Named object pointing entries

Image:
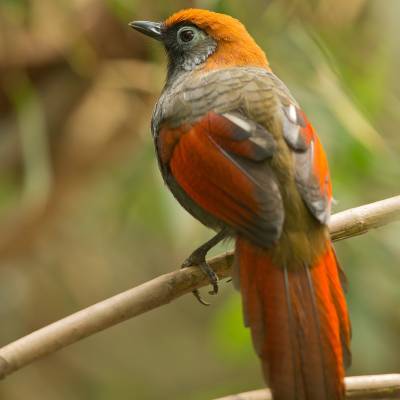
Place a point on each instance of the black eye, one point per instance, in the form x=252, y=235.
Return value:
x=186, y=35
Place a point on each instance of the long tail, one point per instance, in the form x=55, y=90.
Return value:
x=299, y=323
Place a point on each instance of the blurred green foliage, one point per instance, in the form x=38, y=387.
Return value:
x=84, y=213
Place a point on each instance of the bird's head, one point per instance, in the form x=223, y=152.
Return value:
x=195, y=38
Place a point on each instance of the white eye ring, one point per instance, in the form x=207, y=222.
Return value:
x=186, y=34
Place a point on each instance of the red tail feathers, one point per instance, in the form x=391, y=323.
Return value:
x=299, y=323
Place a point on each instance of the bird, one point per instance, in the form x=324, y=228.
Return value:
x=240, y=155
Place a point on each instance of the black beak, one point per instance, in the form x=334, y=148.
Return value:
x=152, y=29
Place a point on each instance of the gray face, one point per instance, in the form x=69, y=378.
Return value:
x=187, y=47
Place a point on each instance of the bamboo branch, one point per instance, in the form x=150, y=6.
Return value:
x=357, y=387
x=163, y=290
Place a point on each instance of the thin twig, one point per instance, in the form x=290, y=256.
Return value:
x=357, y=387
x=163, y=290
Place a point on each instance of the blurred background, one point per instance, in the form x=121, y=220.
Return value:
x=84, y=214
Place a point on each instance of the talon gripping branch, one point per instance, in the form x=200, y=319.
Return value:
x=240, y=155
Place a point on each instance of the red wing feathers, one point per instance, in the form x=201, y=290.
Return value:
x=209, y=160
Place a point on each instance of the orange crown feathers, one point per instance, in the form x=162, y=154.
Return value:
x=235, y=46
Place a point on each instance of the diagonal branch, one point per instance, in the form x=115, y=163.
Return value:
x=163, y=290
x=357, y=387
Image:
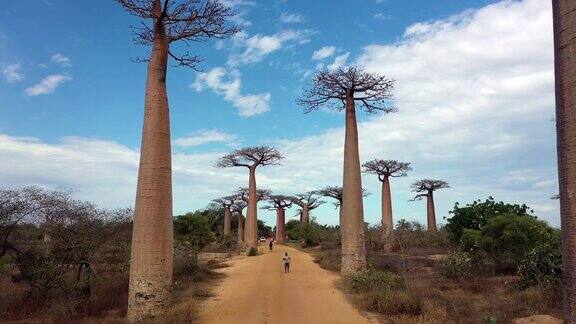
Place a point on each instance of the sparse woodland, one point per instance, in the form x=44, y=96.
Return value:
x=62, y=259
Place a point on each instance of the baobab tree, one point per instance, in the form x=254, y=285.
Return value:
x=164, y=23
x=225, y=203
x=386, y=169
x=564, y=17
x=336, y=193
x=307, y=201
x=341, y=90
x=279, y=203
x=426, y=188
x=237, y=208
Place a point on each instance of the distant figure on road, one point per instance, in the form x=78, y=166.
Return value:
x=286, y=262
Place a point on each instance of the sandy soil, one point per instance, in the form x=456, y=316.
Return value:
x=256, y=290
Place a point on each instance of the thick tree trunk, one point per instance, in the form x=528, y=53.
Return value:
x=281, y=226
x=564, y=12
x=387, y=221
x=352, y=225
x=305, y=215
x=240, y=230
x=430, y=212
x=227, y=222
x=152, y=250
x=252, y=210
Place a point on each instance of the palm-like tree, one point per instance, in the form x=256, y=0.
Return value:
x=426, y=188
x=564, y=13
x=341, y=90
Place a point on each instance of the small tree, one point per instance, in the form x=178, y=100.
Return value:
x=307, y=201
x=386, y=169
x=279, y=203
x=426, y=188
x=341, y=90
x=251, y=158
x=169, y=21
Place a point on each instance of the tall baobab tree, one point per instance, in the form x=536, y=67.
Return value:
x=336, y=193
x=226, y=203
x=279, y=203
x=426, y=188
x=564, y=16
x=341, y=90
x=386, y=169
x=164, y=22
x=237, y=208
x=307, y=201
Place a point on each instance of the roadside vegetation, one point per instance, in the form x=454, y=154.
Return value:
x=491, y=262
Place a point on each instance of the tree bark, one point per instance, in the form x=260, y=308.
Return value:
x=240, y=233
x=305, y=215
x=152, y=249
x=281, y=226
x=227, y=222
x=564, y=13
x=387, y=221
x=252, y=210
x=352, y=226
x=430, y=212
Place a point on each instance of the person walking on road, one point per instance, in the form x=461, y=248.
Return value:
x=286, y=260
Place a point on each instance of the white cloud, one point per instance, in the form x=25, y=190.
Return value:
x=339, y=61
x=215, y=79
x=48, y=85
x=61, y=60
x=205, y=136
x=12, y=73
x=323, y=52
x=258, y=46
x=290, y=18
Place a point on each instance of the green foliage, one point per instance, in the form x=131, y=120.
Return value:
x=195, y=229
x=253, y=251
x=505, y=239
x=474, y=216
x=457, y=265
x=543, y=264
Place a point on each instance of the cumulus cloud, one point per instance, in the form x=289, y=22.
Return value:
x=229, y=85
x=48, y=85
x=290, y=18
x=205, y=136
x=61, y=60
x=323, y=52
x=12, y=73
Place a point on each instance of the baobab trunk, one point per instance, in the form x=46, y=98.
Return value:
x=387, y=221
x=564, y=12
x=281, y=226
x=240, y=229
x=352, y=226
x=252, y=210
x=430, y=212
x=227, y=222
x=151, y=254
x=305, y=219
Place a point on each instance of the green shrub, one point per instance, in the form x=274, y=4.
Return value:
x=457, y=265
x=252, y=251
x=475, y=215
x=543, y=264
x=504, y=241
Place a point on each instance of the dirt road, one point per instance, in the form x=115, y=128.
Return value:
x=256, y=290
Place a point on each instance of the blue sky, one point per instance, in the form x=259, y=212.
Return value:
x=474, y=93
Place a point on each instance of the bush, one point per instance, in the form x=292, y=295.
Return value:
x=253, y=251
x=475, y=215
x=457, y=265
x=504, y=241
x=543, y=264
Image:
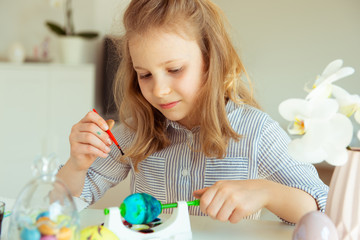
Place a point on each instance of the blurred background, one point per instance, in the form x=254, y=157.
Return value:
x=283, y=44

...

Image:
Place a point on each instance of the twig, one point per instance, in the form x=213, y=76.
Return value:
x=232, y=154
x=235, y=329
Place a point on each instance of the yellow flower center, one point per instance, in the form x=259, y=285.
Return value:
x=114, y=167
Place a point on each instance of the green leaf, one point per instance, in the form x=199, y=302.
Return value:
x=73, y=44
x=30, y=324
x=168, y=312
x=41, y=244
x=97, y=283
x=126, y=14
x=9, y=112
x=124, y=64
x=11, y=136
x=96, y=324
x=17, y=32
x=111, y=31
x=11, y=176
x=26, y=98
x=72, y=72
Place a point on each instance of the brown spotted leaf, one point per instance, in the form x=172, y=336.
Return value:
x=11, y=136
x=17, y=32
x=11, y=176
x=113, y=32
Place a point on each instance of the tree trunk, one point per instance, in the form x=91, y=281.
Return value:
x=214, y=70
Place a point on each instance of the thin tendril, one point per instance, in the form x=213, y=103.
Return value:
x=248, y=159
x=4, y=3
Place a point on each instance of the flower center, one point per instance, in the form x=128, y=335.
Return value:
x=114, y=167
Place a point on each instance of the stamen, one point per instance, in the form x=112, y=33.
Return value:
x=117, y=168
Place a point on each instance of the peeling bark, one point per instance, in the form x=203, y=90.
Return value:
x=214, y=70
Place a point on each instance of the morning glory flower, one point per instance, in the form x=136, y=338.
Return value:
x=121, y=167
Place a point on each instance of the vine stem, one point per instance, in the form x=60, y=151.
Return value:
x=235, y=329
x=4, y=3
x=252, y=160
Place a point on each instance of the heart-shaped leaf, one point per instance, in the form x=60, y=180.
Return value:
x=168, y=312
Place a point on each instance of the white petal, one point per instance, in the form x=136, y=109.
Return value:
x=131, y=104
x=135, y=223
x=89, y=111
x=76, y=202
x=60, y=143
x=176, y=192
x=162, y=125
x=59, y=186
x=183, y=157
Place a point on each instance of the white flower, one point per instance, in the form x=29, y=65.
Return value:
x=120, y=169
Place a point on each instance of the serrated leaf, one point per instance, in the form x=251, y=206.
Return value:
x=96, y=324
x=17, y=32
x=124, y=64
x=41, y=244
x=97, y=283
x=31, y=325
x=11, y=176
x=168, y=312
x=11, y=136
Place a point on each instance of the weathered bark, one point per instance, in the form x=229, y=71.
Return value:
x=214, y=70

Your goal -> Begin at the line that has "Place a point on each instance of the roadside" and stop after the line that has "x=491, y=262". Write those lines out again with "vegetation" swapped for "plants" and everything else unchanged.

Answer to the task ->
Place a point on each instance of the roadside plants, one point per instance, in the form x=454, y=154.
Return value:
x=491, y=262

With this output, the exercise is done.